What the task asks :: Continue the seccomp logging patch review below from where it stops.

# START OF Excerpt provided

Perhaps this should note that it'll only be logged if the admin has
left the default sysctl value alone.
> +
> ``SECCOMP_RET_ALLOW``:
> Results in the system call being executed.
>
> diff --git a/include/uapi/linux/seccomp.h b/include/uapi/linux/seccomp.h
> index 19a611d..f944332 100644
> --- a/include/uapi/linux/seccomp.h
> +++ b/include/uapi/linux/seccomp.h
> @@ -31,6 +31,7 @@
> #define SECCOMP_RET_TRAP 0x00030000U /* disallow and force a SIGSYS */
> #define SECCOMP_RET_ERRNO 0x00050000U /* returns an errno */
> #define SECCOMP_RET_TRACE 0x7ff00000U /* pass to a tracer or disallow */
> +#define SECCOMP_RET_LOG 0x7ffc0000U /* allow after logging */
> #define SECCOMP_RET_ALLOW 0x7fff0000U /* allow */
>
> /* Masks for the return value sections. */
> diff --git a/kernel/seccomp.c b/kernel/seccomp.c
> index 03ad3ba..c12d3dd 100644
> --- a/kernel/seccomp.c
> +++ b/kernel/seccomp.c
> @@ -533,10 +533,12 @@ static void seccomp_send_sigsys(int syscall, int reason)
> #define SECCOMP_LOG_TRAP (1 << 2)
> #define SECCOMP_LOG_ERRNO (1 << 3)
> #define SECCOMP_LOG_TRACE (1 << 4)
> -#define SECCOMP_LOG_ALLOW (1 << 5)
> +#define SECCOMP_LOG_LOG (1 << 5)
> +#define SECCOMP_LOG_ALLOW (1 << 6)
>
> static u32 seccomp_actions_logged = SECCOMP_LOG_KILL | SECCOMP_LOG_TRAP |
> - SECCOMP_LOG_ERRNO | SECCOMP_LOG_TRACE;
> + SECCOMP_LOG_ERRNO | SECCOMP_LOG_TRACE |
> + SECCOMP_LOG_LOG;
>
> static inline void seccomp_log(unsigned long syscall, long signr, u32 action,
> bool requested)

# END OF Excerpt provided
# START OF Supplied data

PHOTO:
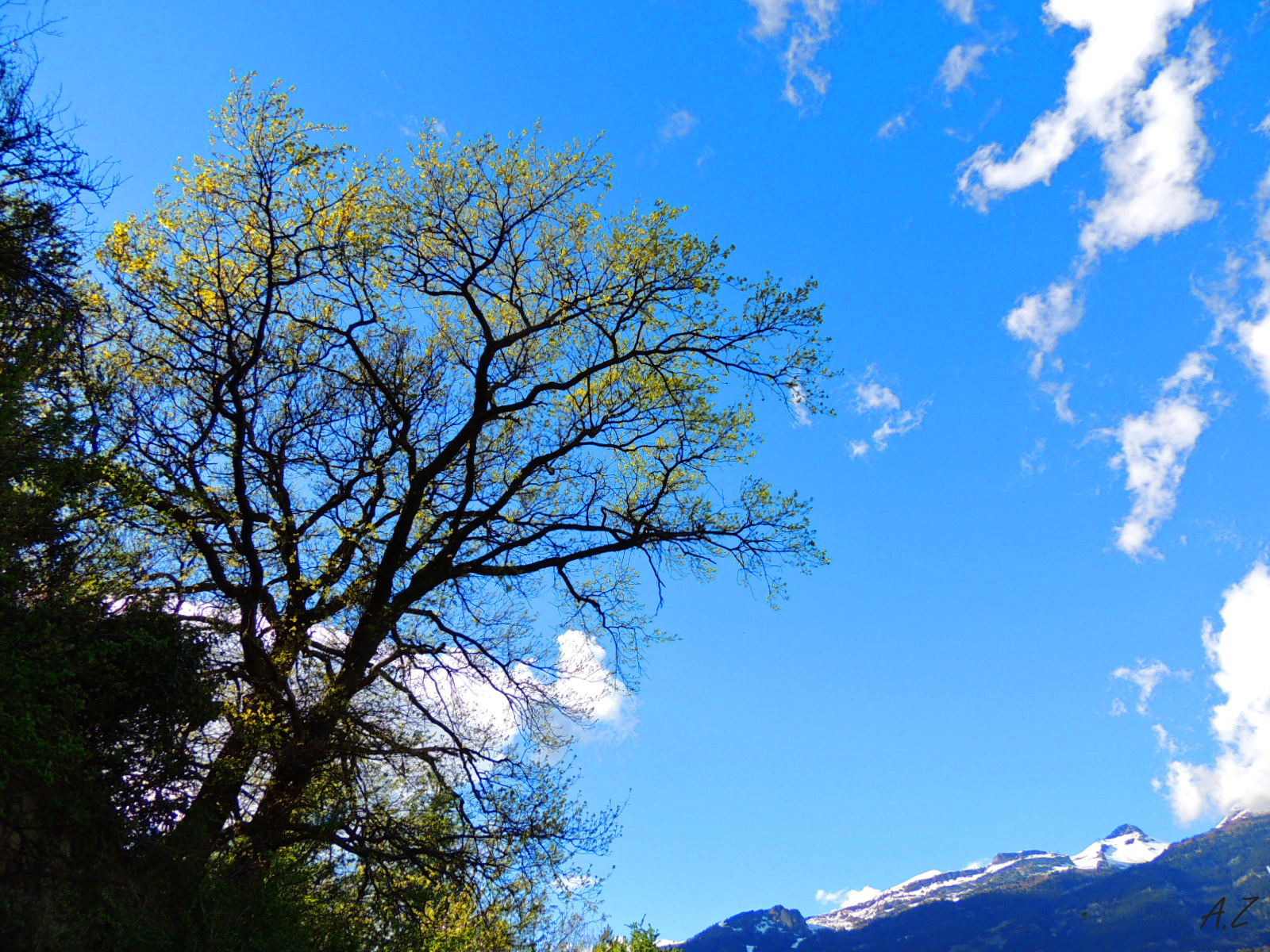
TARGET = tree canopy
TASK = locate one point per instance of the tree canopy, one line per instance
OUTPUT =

# END OF Supplied data

Answer ::
> @@ -554,6 +556,9 @@ static inline void seccomp_log(unsigned long syscall, long signr, u32 action,
> case SECCOMP_RET_TRACE:
> log = seccomp_actions_logged & SECCOMP_LOG_TRACE;
> break;
> + case SECCOMP_RET_LOG:
> + log = seccomp_actions_logged & SECCOMP_LOG_LOG;
> + break;
> case SECCOMP_RET_ALLOW:
> log = false;
> break;
> @@ -701,6 +706,10 @@ static int __seccomp_filter(int this_syscall, const struct seccomp_data *sd,
>
> return 0;
>
> + case SECCOMP_RET_LOG:
> + seccomp_log(this_syscall, 0, action, true);
> + return 0;
> +
> case SECCOMP_RET_ALLOW:
> return 0;
>
> @@ -870,6 +879,7 @@ static long seccomp_get_action_avail(const char __user *uaction)
> case SECCOMP_RET_TRAP:
> case SECCOMP_RET_ERRNO:
> case SECCOMP_RET_TRACE:
> + case SECCOMP_RET_LOG:
> case SECCOMP_RET_ALLOW:
> break;
> default:
> @@ -1020,12 +1030,14 @@ long seccomp_get_filter(struct task_struct *task, unsigned long filter_off,
> #define SECCOMP_RET_TRAP_NAME "trap"
> #define SECCOMP_RET_ERRNO_NAME "errno"
> #define SECCOMP_RET_TRACE_NAME "trace"
> +#define SECCOMP_RET_LOG_NAME "log"
> #define SECCOMP_RET_ALLOW_NAME "allow"
>
> static const char seccomp_actions_avail[] = SECCOMP_RET_KILL_NAME " "
> SECCOMP_RET_TRAP_NAME " "
> SECCOMP_RET_ERRNO_NAME " "
> SECCOMP_RET_TRACE_NAME " "
> + SECCOMP_RET_LOG_NAME " "
> SECCOMP_RET_ALLOW_NAME;
>
> #define SECCOMP_ACTIONS_AVAIL_LEN strlen(seccomp_actions_avail)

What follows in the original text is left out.